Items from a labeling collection
## Begin
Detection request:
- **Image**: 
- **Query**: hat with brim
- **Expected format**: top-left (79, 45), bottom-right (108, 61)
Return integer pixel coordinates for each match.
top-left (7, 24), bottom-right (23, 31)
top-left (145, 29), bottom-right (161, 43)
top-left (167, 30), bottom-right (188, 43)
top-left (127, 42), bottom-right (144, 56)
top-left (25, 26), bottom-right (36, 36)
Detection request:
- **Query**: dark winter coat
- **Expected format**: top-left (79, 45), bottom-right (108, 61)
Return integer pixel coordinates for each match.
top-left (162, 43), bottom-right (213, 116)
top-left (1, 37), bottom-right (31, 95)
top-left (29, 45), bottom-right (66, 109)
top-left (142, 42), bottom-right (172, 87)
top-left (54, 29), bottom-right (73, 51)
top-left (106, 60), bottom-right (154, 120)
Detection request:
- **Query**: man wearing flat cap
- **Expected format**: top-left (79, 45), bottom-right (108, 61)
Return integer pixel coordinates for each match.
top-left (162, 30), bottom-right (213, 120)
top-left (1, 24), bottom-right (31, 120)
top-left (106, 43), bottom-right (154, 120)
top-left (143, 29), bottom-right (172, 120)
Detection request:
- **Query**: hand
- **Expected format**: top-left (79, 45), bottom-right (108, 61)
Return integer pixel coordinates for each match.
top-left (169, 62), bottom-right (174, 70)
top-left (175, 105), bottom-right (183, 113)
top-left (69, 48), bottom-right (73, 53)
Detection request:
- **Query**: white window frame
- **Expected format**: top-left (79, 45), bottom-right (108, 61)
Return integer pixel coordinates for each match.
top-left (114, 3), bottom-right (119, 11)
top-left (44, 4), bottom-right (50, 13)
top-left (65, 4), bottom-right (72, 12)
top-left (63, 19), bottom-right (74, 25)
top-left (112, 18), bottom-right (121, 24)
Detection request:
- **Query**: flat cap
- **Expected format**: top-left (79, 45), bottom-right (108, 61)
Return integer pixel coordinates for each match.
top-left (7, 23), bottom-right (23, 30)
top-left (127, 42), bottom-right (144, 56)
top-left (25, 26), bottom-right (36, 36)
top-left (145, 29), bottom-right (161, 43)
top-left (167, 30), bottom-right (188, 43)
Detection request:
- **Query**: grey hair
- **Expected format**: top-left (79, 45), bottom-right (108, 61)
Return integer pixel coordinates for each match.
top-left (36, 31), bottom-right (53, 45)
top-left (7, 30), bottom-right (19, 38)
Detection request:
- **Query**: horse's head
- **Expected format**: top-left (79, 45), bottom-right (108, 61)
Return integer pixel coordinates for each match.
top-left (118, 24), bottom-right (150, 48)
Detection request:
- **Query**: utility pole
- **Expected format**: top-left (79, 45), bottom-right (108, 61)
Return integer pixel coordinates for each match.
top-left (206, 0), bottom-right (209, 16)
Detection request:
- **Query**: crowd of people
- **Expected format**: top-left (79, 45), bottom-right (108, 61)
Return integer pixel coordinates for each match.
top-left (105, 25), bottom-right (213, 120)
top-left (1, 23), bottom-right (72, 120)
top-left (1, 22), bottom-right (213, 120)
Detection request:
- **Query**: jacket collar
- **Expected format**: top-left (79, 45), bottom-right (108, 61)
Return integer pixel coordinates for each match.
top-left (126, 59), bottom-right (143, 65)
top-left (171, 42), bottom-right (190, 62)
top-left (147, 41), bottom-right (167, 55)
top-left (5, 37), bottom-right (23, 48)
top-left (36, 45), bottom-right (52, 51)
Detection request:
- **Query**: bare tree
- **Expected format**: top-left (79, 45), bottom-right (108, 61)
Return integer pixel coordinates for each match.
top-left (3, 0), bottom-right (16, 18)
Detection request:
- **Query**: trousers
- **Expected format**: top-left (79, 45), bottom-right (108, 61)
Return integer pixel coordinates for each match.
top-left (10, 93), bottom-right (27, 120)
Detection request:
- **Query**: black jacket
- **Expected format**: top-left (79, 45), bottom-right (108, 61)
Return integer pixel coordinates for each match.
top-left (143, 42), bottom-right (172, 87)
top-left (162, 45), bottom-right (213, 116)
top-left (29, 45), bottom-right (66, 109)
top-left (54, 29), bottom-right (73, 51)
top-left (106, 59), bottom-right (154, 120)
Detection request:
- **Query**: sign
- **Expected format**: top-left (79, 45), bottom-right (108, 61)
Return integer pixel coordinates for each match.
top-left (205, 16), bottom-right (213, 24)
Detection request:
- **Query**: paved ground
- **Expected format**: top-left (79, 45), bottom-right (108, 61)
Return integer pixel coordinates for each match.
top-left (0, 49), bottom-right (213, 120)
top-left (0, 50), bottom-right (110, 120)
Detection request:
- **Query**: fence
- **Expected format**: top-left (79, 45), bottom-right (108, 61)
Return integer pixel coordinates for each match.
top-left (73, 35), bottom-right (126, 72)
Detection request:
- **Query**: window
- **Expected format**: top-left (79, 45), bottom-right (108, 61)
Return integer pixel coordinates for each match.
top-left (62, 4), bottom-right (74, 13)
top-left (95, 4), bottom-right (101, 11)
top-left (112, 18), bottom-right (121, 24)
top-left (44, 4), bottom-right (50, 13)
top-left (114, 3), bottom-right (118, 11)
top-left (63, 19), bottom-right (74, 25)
## End
Find every line in the data above that contains the string "window", and copy each of those lines in full.

- **Query**: white window frame
- **Query**: window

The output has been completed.